**Text block:**
— Begin —

# Cutest Golden Retriever ever...



## sunshinelikeacid (Jun 16, 2008)

I am in love with this dog...so cute!!
worldwidefido


----------



## Debles (Sep 6, 2007)

he is a cutie!


----------



## Phoebe (Feb 8, 2006)

Hmmmphfff...Show Off

Phoebe Buffay (what kind of dog balances treats on their nose????) oh and Jan (I think Champ is adorable) oh and Phoebe again (Mom would think that's cute)


----------



## Penny'smom (Mar 3, 2007)

He got my vote! Poor Penny...I'm inspired to teach her some tricks!


----------



## wabmorgan (May 6, 2008)

He got my vote too. 

He reminds me a LOT of my Jean-luc. I could do the food on nose leave it trick with Jean-luc but he wouldn't "leave it" that long.


----------



## metamorphosis (Apr 12, 2008)

Got my vote...what a fun video


----------



## BeauShel (May 20, 2007)

That dog and his Mom is a member here and their name is Champ. You can help him when the contest and be on tv, so make sure you vote.


----------



## GoldenJoyx'stwo (Feb 25, 2007)

Champ got my vote. He had it on the treak under the can trick! LOL That was my favorite.


----------



## PJD001 (Jul 28, 2006)

Clever Champ! Now I am jealous and have developed an inferiority complex on my training skills!!!! Good video.


----------

— End —

(Point annotation dataset records)
— Begin —

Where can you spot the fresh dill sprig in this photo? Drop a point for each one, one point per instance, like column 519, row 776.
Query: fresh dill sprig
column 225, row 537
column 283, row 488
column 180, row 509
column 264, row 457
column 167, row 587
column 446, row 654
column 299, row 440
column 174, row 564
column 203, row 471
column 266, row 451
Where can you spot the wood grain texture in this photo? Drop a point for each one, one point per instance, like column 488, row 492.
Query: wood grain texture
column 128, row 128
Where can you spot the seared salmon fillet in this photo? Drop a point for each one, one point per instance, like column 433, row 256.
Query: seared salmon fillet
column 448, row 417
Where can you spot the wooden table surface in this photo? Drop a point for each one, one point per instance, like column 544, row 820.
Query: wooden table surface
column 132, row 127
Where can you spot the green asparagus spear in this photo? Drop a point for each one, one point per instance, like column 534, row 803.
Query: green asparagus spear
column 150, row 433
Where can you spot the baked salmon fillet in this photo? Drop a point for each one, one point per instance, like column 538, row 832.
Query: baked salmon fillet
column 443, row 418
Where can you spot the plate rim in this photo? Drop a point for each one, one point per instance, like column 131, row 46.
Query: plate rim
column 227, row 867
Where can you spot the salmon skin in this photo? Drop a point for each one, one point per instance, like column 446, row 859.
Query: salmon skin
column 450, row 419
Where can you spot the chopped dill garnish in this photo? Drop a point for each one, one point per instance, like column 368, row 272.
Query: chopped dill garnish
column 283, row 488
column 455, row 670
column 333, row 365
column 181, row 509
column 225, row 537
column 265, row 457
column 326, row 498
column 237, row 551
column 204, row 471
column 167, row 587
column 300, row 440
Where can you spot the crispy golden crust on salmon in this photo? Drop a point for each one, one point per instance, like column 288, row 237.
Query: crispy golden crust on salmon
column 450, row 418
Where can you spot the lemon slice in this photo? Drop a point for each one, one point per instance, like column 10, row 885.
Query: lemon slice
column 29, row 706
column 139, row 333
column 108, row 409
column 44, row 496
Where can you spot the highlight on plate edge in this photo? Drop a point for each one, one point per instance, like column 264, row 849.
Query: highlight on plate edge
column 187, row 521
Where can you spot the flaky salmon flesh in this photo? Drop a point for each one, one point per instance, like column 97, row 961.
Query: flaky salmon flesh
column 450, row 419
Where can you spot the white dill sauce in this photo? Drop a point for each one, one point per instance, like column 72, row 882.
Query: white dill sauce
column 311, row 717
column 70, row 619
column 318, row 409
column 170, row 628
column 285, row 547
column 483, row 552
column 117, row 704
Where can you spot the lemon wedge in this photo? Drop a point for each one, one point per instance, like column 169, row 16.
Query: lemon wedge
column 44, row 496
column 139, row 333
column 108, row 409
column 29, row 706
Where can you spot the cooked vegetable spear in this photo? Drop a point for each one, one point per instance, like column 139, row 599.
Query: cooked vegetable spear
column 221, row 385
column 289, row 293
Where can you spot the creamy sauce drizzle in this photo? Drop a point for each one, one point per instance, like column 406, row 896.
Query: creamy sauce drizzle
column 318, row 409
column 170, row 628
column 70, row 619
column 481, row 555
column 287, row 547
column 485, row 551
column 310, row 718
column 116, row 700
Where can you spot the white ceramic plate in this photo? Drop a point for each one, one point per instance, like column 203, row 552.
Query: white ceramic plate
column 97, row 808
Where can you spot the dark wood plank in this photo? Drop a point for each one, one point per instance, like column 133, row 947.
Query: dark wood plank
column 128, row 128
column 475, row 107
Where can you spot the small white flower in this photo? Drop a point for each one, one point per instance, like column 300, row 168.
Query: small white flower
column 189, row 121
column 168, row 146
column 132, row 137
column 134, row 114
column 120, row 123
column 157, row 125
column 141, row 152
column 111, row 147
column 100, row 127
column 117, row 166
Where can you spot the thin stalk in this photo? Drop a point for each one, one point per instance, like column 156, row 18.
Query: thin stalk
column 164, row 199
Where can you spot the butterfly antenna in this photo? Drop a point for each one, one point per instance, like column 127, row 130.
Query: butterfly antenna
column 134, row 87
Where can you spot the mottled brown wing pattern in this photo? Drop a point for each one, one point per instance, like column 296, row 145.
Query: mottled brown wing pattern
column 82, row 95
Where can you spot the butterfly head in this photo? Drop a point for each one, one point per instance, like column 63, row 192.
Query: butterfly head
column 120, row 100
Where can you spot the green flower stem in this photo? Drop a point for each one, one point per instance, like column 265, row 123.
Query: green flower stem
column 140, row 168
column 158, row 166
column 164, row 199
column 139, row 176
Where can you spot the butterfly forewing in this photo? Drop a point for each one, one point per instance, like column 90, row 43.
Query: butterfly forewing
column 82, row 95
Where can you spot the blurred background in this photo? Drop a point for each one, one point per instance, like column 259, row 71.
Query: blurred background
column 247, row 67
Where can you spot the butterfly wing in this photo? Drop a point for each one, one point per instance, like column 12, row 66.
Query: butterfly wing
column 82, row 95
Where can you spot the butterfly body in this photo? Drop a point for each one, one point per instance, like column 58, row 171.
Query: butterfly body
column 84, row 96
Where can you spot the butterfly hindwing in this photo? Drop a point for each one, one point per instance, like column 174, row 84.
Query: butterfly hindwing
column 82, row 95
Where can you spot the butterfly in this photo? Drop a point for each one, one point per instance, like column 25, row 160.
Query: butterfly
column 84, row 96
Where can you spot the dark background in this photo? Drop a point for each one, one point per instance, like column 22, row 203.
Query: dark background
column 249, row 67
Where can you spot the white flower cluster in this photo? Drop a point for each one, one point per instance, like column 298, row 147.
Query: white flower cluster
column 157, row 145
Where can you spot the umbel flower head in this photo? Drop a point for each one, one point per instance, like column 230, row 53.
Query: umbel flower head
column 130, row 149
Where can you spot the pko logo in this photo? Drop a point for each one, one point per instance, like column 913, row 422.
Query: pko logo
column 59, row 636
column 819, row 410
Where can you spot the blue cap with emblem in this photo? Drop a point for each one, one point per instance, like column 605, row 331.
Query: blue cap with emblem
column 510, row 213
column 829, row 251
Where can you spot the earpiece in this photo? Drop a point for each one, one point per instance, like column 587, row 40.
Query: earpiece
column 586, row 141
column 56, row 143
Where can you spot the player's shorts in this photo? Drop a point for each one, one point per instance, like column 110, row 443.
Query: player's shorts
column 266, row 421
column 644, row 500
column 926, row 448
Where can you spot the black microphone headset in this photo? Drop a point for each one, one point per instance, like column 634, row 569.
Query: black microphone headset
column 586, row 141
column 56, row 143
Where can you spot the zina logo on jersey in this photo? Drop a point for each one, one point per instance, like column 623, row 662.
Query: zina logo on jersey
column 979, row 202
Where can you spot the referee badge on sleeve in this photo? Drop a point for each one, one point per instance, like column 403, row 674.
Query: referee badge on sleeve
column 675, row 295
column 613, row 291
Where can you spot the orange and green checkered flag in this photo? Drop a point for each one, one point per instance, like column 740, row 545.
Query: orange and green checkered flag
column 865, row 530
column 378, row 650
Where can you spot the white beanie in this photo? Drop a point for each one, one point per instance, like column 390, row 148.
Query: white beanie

— End —

**Task goal:**
Update the forum thread by rewriting it from "## wabmorgan (May" through "(Apr 12, 2008)", with "trick" replaced by "stunt".

**Correct output:**
## wabmorgan (May 6, 2008)

He got my vote too. 

He reminds me a LOT of my Jean-luc. I could do the food on nose leave it stunt with Jean-luc but he wouldn't "leave it" that long.


----------



## metamorphosis (Apr 12, 2008)